→ Task objective
Print the stretch from the line containing "task | drop a marker on every instance of the soil" through the last line of the entries below, reproducing each line without any change.

→ Record list
begin

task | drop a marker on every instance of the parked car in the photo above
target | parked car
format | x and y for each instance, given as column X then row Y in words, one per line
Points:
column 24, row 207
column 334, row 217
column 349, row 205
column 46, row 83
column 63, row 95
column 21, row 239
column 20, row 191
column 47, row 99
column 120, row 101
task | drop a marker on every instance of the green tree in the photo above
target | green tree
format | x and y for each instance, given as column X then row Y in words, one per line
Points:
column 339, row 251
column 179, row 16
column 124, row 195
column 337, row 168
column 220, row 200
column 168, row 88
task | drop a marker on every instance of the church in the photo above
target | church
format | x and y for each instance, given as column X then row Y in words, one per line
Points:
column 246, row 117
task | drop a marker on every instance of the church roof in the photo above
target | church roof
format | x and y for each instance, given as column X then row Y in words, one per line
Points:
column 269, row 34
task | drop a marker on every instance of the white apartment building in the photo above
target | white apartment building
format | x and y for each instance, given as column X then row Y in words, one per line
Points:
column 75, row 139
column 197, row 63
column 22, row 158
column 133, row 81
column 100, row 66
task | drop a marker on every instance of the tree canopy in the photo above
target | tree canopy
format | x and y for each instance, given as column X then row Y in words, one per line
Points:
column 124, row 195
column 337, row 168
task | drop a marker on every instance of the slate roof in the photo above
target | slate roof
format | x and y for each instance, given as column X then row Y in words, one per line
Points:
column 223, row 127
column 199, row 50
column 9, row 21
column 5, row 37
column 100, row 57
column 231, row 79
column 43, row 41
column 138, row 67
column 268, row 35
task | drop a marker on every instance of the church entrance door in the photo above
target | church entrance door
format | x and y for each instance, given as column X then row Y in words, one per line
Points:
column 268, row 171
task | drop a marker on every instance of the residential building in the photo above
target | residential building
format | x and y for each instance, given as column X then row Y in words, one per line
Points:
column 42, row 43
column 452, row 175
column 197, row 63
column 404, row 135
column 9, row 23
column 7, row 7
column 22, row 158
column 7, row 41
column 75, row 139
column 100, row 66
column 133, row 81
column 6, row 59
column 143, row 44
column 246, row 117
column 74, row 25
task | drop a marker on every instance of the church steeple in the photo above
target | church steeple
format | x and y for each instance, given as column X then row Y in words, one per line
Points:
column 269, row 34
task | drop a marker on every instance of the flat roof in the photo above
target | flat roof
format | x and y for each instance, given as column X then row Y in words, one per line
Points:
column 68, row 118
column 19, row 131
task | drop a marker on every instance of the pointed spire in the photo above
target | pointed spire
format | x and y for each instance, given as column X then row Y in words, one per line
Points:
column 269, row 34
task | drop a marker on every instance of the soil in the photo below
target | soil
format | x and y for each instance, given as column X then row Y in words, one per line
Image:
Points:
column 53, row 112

end

→ Result for this task
task | drop a marker on every instance of the soil in the photo below
target | soil
format | x and y for each instance, given as column X then row Y in words, one per line
Image:
Points:
column 53, row 112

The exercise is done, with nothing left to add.